▶ Task: Gather each line of the items below that contains the string "navy". Treat uppercase and lowercase as different.
+++ Data entries
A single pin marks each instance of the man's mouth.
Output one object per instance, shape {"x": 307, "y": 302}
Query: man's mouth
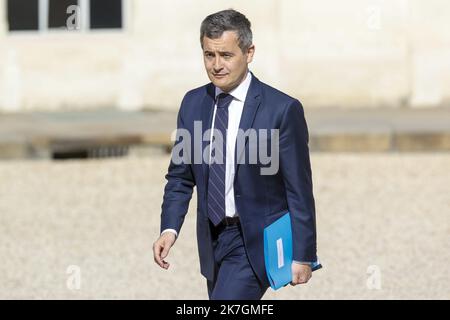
{"x": 219, "y": 75}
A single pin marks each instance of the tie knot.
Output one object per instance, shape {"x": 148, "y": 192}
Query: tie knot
{"x": 224, "y": 100}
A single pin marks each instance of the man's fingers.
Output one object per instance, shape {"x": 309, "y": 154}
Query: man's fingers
{"x": 157, "y": 248}
{"x": 165, "y": 251}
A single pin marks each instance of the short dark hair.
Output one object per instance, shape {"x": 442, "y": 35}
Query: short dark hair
{"x": 217, "y": 23}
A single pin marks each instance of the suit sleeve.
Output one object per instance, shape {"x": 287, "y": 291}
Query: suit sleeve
{"x": 296, "y": 171}
{"x": 180, "y": 181}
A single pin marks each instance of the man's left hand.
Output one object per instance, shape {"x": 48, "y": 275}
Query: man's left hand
{"x": 301, "y": 273}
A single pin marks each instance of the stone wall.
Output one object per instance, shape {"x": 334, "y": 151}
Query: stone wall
{"x": 349, "y": 54}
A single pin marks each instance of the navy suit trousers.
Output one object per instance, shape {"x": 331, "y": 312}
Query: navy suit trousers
{"x": 235, "y": 278}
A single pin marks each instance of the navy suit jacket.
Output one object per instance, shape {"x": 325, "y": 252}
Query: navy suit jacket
{"x": 260, "y": 199}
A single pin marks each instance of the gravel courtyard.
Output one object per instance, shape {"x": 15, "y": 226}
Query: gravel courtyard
{"x": 382, "y": 219}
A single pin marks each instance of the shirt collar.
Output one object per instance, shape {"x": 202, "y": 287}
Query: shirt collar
{"x": 240, "y": 92}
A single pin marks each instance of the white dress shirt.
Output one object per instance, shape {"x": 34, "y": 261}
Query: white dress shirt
{"x": 234, "y": 117}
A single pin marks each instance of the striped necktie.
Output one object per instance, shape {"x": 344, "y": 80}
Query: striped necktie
{"x": 217, "y": 167}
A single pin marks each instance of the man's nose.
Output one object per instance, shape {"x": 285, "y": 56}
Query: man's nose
{"x": 217, "y": 64}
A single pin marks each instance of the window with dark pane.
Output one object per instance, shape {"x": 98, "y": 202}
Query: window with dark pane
{"x": 57, "y": 13}
{"x": 106, "y": 14}
{"x": 22, "y": 14}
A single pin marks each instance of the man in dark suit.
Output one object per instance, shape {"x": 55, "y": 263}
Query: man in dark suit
{"x": 238, "y": 196}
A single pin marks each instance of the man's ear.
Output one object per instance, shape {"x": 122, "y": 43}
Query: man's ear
{"x": 250, "y": 53}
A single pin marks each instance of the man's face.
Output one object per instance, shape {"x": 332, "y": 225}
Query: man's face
{"x": 224, "y": 60}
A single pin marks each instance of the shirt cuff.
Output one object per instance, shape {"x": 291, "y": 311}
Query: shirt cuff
{"x": 302, "y": 262}
{"x": 171, "y": 231}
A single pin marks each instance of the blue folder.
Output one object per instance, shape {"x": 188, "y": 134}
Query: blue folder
{"x": 278, "y": 252}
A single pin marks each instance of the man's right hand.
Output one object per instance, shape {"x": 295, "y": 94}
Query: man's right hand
{"x": 161, "y": 248}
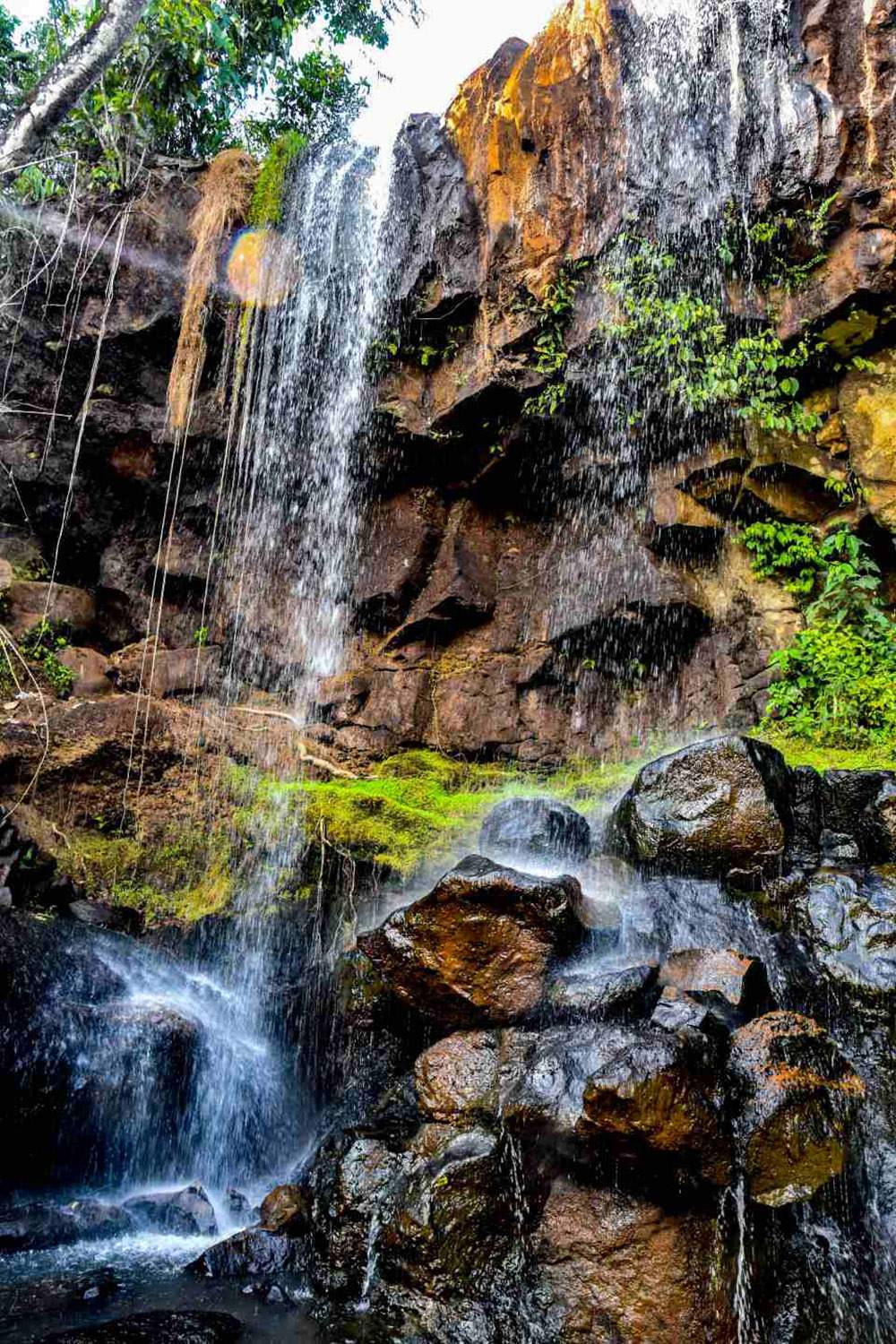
++++++
▶ Result:
A single pin marks each instance of the navy suit trousers.
Query: navy suit trousers
A single pin marks each instance of the navy suit jacket.
Query: navy suit jacket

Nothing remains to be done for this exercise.